Extract →
== Segment start ==
Turkey reproduction has fallen onto hard times of biblical proportion. You have to go back to 1994 to find a reproduction year that was above average, according to records kept by the Department of Game and Inland Fisheries.
The bulk of the big toms awaiting hunters this season were hatched in 2002 and 2003. Both were poor recruitment years. The juvenile-to-hen ratio, which is used to determine hatching success, has averaged 3.2 for as long as the DGIF has kept records, which is 26 years. In 2003 it was 2.0; in 2002, 1.4. That translates to fewer boss gobblers for this season.
“Fortunately, things picked up [last spring], so we may be in for a rebound next spring,” said Gary Norman, DGIF turkey biologist.
Last year’s hatch of 3.1 not only is hope for the future, but it likely means that hunters will be dealing with more juvenile toms this spring. Some hunters pass up shots at the younger birds, called jakes, but these turkeys traditionally make up about 15 percent of the kill. That figure likely will be higher this year; in fact, hunters out Saturday for the Youth Hunting Day reported confrontations with jakes.
The recent string of poor hatches often is blamed on unfavorable weather, such as rain and cold temperatures, during the spring months when young birds are vulnerable. It’s not just a Virginia problem.
“The trend of depressed reproduction is region wide and has effected spring harvest trends in other states,” said Norman.
West Virginia has been grafting a similar poor reproduction curve, but, like Virginia, it monitored a better hatch last spring. Biologists there say reproduction was 9 percent above normal last year.
In addition to low reproduction, hunters are likely to be challenged by a late spring, Norman said. The annual green-up appears to stimulate the activities of turkeys, including gobbling.
“I suspect hunters will have their hands full in the first couple of weeks,” he said. That is the message Norman is getting from the 70 gobblers that officials have equipped with radio devices.
“They’re just now starting to break up and some are still together in gobbler flocks,” he said. “Gobbling is picking up as the boys are trying to attract the girls.”
Early season hunters will have to compete with hens possibly to a greater extent than normal; even so, the first week of the season, no matter the weather or the hen factor, always produces productive hunting. If you wait, hoping the weather, the gobbling the competition with hens will improve, you miss some key hunting.
Hunters this season for the first time can check their birds by calling the DGIF’s Got Game phone number: 1-866-468-4263. This means successful hunters can register their game with a cell phone on the way to work, rather than drive to a traditional game checking station located in a country store. Twenty-eight turkeys were checked by phone Saturday during Youth Day. That was down sharply from the 191 of last year, and the decrease probably can be credited to bad weather. Let’s hope it wasn’t a foretaste of the general season.
Opinions are mixed on whether or not the new system will lead to more or less compliance of the checking requirement.
“Telecheck will be convenient for many hunters, but it will add an asterisk on our data as we have no idea of the effects,” said Norman.
With that in mind, I checked with Matt Knox, DGIF deer biologist, to see how the new telecheck system worked when it was tried for the first time during the past deer season.
“When we were proposing it, we had doomsayers predicting that our deer kill would fall in half,” Knox said. “Of course, that did not happen. I do not have any real good reason to think that it resulted in any more or less deer being checked.
The new check system is praised by many, who enjoy its convenience, but one Bath County Supervisor recently asked the DGIF to remove his county from the process. He said it was hurting the economy because too many hunters are bypassing country stores.
== Segment end ==
Recorded data →
== Segment start ==
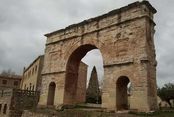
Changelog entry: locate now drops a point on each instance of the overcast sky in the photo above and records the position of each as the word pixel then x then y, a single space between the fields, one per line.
pixel 23 24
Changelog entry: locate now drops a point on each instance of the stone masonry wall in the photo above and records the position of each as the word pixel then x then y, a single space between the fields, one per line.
pixel 125 39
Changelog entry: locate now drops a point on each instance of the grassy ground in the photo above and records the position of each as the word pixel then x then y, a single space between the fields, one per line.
pixel 91 113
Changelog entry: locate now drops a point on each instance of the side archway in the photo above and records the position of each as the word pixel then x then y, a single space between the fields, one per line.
pixel 122 93
pixel 51 94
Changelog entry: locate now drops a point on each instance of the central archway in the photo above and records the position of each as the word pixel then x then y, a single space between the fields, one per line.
pixel 71 80
pixel 51 94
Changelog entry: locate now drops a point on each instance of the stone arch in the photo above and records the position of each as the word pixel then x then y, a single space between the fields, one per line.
pixel 122 93
pixel 5 109
pixel 71 78
pixel 51 93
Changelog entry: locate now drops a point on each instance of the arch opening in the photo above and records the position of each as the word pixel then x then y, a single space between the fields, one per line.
pixel 5 109
pixel 76 83
pixel 123 86
pixel 51 94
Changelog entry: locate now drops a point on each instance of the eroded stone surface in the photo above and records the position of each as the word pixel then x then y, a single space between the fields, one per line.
pixel 125 39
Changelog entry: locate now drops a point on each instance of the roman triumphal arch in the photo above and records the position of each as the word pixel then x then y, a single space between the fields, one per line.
pixel 125 38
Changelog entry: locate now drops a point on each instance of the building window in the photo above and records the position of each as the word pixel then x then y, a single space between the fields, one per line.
pixel 15 83
pixel 4 82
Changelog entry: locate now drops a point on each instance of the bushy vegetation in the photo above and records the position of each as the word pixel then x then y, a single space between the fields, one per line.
pixel 166 93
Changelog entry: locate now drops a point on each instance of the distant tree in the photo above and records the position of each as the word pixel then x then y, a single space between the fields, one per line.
pixel 166 93
pixel 8 72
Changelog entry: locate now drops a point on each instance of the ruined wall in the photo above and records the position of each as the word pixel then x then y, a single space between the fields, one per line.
pixel 32 75
pixel 125 38
pixel 10 82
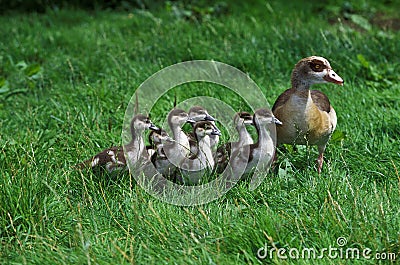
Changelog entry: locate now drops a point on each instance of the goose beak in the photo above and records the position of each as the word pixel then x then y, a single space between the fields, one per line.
pixel 332 77
pixel 191 121
pixel 209 118
pixel 153 127
pixel 248 122
pixel 216 132
pixel 276 121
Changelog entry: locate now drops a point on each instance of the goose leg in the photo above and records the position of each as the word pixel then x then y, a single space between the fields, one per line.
pixel 320 160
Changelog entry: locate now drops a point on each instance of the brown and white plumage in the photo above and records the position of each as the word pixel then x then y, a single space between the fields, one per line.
pixel 176 150
pixel 307 115
pixel 193 168
pixel 240 120
pixel 198 113
pixel 113 158
pixel 262 152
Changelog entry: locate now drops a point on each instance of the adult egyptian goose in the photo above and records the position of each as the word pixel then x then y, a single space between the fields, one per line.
pixel 194 168
pixel 113 158
pixel 262 151
pixel 241 120
pixel 307 115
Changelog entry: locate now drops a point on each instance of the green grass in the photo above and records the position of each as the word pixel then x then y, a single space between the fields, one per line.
pixel 67 76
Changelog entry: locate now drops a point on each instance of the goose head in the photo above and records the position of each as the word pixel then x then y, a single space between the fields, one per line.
pixel 204 128
pixel 141 123
pixel 178 117
pixel 243 118
pixel 158 137
pixel 314 70
pixel 264 117
pixel 198 113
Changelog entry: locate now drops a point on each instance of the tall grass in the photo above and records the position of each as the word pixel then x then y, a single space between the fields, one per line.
pixel 66 78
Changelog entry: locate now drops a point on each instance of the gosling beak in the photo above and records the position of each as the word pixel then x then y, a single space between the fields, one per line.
pixel 191 121
pixel 248 122
pixel 209 118
pixel 153 127
pixel 276 121
pixel 332 77
pixel 216 132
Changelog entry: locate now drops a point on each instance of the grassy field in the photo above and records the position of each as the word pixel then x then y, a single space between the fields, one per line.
pixel 67 76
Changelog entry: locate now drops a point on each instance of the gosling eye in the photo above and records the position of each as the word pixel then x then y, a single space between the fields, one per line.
pixel 316 66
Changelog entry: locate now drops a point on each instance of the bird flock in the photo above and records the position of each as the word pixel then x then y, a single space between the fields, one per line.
pixel 300 116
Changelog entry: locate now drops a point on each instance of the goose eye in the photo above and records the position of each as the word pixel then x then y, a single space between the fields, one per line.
pixel 316 66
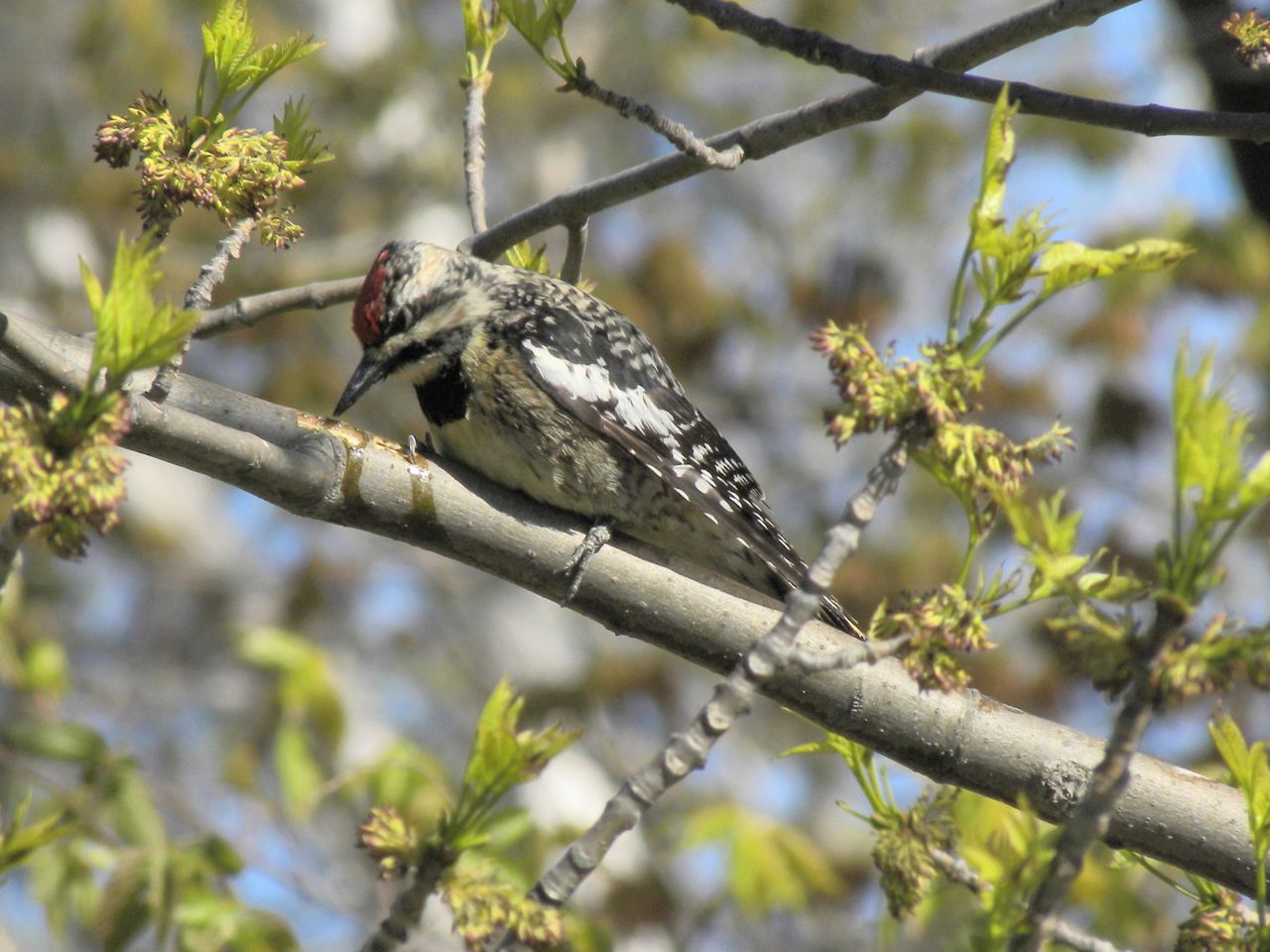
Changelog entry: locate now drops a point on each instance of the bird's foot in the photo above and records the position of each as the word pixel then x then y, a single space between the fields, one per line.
pixel 597 537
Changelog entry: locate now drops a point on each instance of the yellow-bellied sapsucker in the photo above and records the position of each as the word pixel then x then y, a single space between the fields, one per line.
pixel 544 389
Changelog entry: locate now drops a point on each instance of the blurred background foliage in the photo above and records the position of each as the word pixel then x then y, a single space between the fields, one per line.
pixel 243 684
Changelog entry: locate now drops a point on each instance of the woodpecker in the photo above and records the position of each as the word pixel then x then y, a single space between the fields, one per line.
pixel 545 389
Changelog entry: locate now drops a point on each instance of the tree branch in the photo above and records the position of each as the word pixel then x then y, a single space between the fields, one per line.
pixel 885 70
pixel 780 131
pixel 198 298
pixel 761 139
pixel 324 470
pixel 1092 814
pixel 572 268
pixel 408 906
pixel 674 132
pixel 474 148
pixel 774 654
pixel 254 308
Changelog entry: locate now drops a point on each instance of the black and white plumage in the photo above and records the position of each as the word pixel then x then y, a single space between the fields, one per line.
pixel 544 389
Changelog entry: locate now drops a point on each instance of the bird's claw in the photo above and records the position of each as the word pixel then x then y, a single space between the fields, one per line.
pixel 597 537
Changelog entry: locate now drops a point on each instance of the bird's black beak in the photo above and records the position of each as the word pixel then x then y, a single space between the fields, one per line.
pixel 368 372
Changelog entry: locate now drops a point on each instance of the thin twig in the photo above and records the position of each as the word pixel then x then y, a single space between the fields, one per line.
pixel 199 298
pixel 572 268
pixel 1092 814
pixel 885 70
pixel 254 308
pixel 811 660
pixel 408 906
pixel 762 137
pixel 675 132
pixel 474 148
pixel 959 871
pixel 772 134
pixel 212 273
pixel 13 534
pixel 766 657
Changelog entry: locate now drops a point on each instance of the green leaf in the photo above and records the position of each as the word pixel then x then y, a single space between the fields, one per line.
pixel 208 920
pixel 502 757
pixel 126 802
pixel 1070 263
pixel 1209 443
pixel 770 866
pixel 275 649
pixel 998 155
pixel 56 740
pixel 132 330
pixel 227 40
pixel 300 775
pixel 1255 488
pixel 268 60
pixel 19 839
pixel 303 149
pixel 127 904
pixel 525 257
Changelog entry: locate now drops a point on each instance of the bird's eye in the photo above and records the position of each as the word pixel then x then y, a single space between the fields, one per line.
pixel 368 307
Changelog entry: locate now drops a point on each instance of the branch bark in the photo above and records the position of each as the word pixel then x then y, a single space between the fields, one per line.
pixel 780 131
pixel 325 470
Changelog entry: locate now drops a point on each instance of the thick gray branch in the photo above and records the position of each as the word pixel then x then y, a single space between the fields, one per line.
pixel 1089 817
pixel 324 470
pixel 674 132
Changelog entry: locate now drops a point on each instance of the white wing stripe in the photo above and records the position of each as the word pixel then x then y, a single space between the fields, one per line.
pixel 593 385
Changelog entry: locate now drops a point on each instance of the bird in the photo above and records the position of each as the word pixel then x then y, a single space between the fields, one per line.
pixel 544 389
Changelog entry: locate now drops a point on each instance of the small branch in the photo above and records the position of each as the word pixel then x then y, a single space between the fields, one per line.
pixel 675 132
pixel 767 657
pixel 812 661
pixel 408 906
pixel 572 268
pixel 1092 814
pixel 212 273
pixel 474 148
pixel 772 134
pixel 199 298
pixel 960 873
pixel 884 70
pixel 252 309
pixel 13 534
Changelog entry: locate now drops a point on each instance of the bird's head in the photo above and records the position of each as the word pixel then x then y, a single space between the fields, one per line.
pixel 413 293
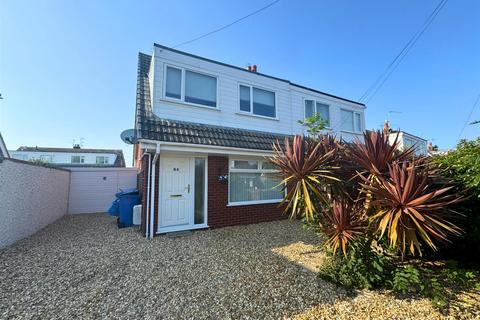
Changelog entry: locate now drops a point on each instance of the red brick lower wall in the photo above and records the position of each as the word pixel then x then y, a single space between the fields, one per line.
pixel 219 214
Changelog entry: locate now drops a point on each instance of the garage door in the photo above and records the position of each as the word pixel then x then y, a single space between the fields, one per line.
pixel 93 189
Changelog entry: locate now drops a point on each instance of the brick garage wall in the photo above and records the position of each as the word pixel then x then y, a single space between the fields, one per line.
pixel 31 197
pixel 219 214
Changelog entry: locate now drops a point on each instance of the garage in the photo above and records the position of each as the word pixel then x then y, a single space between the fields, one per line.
pixel 93 189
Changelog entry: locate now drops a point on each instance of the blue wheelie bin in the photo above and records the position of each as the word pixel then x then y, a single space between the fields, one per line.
pixel 122 207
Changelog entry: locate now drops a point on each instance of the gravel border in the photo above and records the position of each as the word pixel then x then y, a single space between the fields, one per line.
pixel 82 266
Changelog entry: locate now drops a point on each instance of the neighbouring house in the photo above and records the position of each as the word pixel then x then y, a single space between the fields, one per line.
pixel 203 131
pixel 407 140
pixel 3 149
pixel 71 157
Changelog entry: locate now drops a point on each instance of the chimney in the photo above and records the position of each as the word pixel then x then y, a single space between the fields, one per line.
pixel 386 127
pixel 252 68
pixel 430 146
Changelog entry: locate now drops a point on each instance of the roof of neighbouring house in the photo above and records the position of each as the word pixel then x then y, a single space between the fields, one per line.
pixel 151 127
pixel 119 160
pixel 408 134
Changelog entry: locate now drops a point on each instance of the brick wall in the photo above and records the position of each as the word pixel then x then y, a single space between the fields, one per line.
pixel 219 214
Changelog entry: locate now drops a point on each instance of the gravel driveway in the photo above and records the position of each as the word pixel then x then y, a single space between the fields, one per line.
pixel 84 267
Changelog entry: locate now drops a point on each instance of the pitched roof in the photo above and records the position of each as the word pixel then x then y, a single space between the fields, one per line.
pixel 151 127
pixel 3 148
pixel 119 160
pixel 258 73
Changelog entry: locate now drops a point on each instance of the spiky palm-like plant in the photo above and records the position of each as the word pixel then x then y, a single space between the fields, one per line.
pixel 306 166
pixel 342 224
pixel 409 210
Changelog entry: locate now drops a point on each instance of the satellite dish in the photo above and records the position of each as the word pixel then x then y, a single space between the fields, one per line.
pixel 129 136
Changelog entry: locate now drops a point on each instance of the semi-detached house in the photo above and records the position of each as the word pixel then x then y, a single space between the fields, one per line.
pixel 204 129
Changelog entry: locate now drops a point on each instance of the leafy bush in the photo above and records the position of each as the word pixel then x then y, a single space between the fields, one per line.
pixel 462 166
pixel 362 268
pixel 439 285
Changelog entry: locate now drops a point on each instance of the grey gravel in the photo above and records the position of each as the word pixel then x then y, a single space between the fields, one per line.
pixel 82 266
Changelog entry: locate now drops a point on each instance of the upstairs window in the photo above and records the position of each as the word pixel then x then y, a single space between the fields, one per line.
pixel 78 159
pixel 312 106
pixel 173 88
pixel 101 160
pixel 191 87
pixel 351 121
pixel 257 101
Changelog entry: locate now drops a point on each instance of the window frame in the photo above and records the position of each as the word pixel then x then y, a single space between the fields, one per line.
pixel 104 157
pixel 315 101
pixel 182 87
pixel 250 113
pixel 258 170
pixel 43 158
pixel 355 130
pixel 82 159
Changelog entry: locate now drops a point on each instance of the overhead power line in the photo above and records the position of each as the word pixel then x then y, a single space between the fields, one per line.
pixel 383 77
pixel 469 116
pixel 227 25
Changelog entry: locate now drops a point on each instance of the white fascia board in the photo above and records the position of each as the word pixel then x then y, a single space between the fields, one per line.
pixel 200 148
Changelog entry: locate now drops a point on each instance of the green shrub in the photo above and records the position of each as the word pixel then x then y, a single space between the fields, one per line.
pixel 362 268
pixel 419 281
pixel 439 285
pixel 462 166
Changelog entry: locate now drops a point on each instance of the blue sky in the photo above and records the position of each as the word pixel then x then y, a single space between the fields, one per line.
pixel 68 68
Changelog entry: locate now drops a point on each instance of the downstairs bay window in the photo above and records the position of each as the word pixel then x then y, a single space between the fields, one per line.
pixel 254 182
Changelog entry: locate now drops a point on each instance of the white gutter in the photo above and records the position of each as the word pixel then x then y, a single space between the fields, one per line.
pixel 148 192
pixel 179 146
pixel 152 194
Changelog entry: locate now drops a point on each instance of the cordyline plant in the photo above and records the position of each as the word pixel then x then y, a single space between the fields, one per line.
pixel 408 209
pixel 391 190
pixel 306 167
pixel 343 224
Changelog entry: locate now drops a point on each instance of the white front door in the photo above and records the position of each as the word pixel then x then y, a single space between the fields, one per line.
pixel 176 192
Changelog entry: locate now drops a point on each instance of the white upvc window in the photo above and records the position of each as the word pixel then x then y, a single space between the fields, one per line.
pixel 323 109
pixel 257 101
pixel 253 182
pixel 78 159
pixel 351 121
pixel 101 160
pixel 46 158
pixel 190 87
pixel 20 156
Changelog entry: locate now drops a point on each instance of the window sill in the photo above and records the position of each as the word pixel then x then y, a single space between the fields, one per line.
pixel 351 132
pixel 189 104
pixel 248 203
pixel 256 116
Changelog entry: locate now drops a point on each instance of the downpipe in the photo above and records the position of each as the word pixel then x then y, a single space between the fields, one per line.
pixel 147 218
pixel 152 194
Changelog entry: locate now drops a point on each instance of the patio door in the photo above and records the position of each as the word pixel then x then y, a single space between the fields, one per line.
pixel 176 193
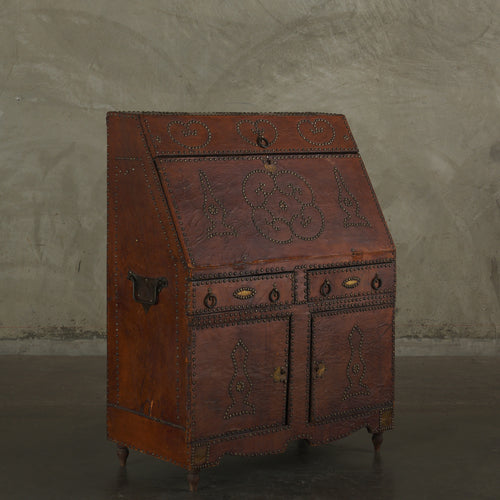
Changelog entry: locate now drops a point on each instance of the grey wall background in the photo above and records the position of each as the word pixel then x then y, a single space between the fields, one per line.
pixel 418 81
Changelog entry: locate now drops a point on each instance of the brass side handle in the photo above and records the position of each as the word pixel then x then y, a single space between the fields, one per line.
pixel 274 294
pixel 210 300
pixel 319 369
pixel 279 374
pixel 146 290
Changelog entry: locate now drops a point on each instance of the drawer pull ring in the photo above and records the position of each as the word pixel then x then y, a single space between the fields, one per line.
pixel 376 282
pixel 262 142
pixel 210 300
pixel 319 369
pixel 279 374
pixel 274 295
pixel 326 288
pixel 145 290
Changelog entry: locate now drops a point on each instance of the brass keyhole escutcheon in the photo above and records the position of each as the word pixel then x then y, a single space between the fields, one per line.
pixel 376 282
pixel 279 374
pixel 325 288
pixel 210 300
pixel 262 142
pixel 274 294
pixel 319 369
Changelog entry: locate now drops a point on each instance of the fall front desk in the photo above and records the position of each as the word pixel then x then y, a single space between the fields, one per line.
pixel 251 286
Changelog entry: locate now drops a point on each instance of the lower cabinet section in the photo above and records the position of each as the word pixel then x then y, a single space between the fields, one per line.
pixel 351 363
pixel 240 377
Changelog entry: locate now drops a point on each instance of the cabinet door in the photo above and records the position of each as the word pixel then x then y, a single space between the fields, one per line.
pixel 240 377
pixel 351 363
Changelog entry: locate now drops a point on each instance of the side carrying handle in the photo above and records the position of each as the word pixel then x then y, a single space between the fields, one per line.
pixel 146 290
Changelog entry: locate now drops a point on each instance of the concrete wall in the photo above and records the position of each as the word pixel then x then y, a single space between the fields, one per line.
pixel 418 81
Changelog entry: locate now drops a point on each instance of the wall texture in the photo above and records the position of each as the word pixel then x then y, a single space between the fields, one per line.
pixel 418 81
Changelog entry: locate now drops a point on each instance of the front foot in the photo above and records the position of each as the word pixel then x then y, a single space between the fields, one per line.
pixel 377 440
pixel 193 480
pixel 122 454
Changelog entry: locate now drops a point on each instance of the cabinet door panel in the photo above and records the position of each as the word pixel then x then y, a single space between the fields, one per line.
pixel 240 377
pixel 351 363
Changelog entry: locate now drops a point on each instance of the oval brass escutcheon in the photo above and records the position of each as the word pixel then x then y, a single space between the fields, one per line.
pixel 376 282
pixel 325 288
pixel 274 294
pixel 262 142
pixel 351 282
pixel 210 300
pixel 244 293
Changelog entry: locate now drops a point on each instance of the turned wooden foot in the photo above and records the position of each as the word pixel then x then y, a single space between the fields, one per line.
pixel 193 480
pixel 122 454
pixel 377 439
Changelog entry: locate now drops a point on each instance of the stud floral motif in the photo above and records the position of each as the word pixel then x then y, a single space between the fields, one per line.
pixel 240 385
pixel 349 204
pixel 192 134
pixel 283 206
pixel 356 367
pixel 319 132
pixel 214 211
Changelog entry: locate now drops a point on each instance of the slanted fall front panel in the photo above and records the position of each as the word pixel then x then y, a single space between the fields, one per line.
pixel 251 285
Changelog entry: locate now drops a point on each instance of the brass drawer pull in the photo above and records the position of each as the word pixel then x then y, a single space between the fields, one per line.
pixel 376 282
pixel 274 295
pixel 325 288
pixel 279 374
pixel 210 300
pixel 319 369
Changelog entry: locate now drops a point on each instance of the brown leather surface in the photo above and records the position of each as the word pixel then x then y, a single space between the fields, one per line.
pixel 198 135
pixel 274 320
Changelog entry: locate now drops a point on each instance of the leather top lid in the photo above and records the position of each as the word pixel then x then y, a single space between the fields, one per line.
pixel 171 134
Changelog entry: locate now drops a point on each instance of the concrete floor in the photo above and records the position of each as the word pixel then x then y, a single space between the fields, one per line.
pixel 446 443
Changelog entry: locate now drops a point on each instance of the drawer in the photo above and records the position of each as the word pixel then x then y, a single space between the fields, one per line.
pixel 326 284
pixel 260 291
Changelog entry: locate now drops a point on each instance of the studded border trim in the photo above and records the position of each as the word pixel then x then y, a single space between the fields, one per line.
pixel 238 280
pixel 286 392
pixel 260 116
pixel 353 269
pixel 352 412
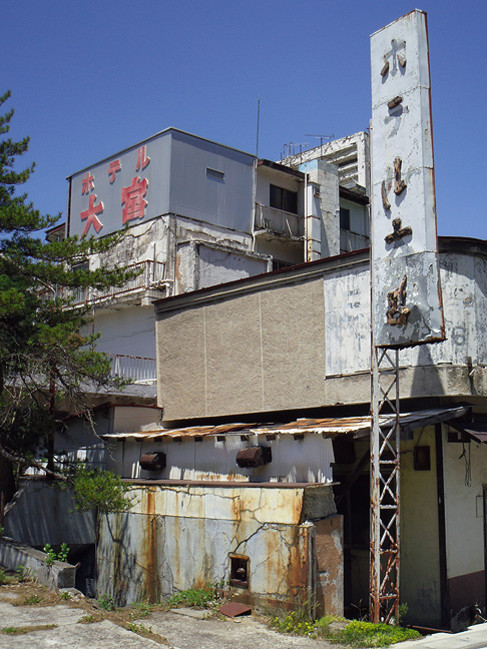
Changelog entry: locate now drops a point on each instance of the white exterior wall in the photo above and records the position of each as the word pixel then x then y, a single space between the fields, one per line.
== Segment end ==
Work to be completed →
Write out the stretch of the article on turkey reproduction from "With that in" through "bypassing country stores.", word for word. Draw only on the article on turkey reproduction.

Exercise response →
With that in mind, I checked with Matt Knox, DGIF deer biologist, to see how the new telecheck system worked when it was tried for the first time during the past deer season.
“When we were proposing it, we had doomsayers predicting that our deer kill would fall in half,” Knox said. “Of course, that did not happen. I do not have any real good reason to think that it resulted in any more or less deer being checked.
The new check system is praised by many, who enjoy its convenience, but one Bath County Supervisor recently asked the DGIF to remove his county from the process. He said it was hurting the economy because too many hunters are bypassing country stores.